## Data rows
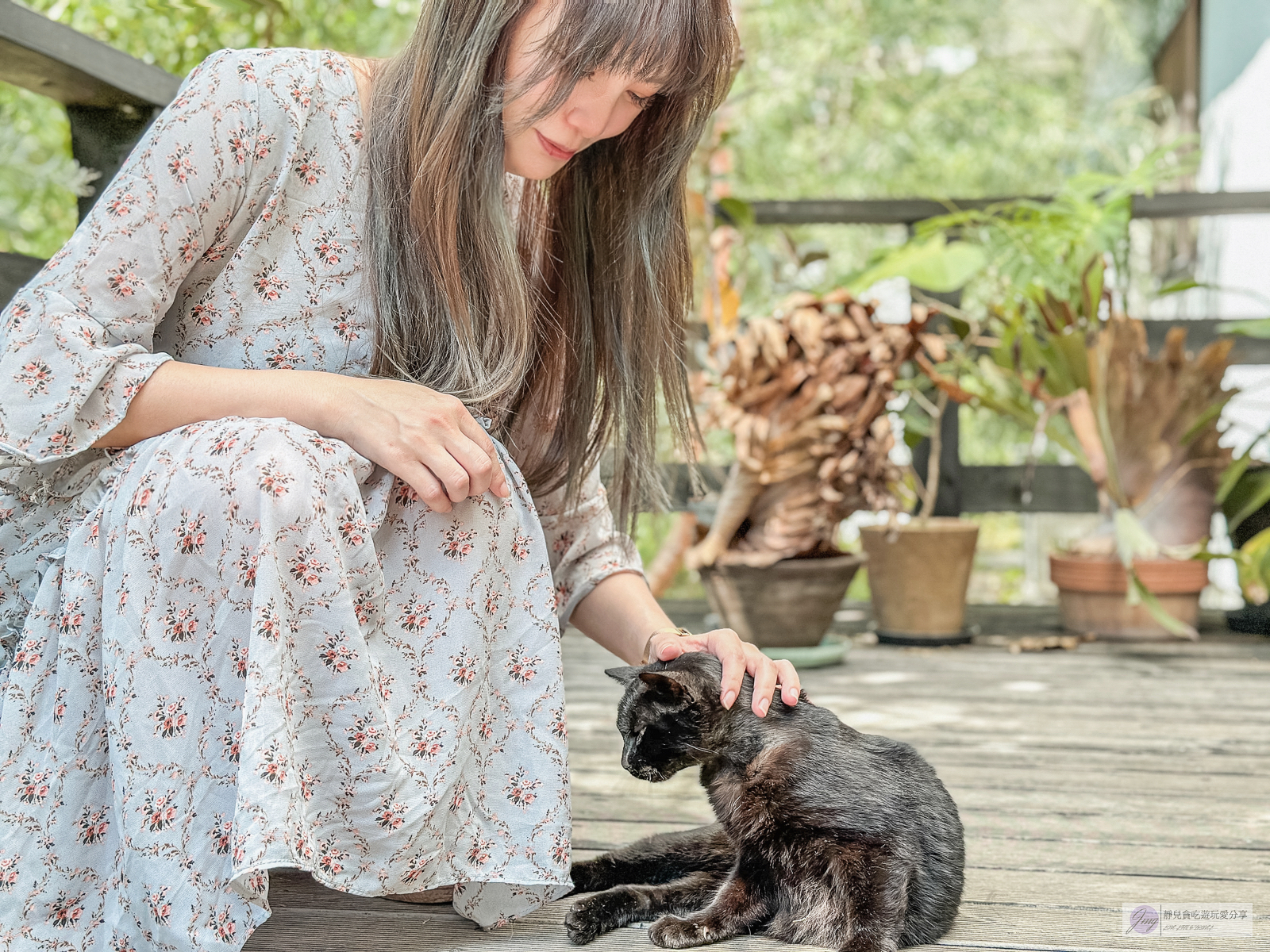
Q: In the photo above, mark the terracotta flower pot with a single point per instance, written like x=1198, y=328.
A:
x=787, y=605
x=918, y=577
x=1091, y=594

## Stated task
Copy the records above word for word and line by line, omitting the pictures.

## Written response
Q: In the photo above, mark the terracotta flower pot with a single point per instance, written like x=1198, y=328.
A:
x=787, y=605
x=918, y=577
x=1091, y=594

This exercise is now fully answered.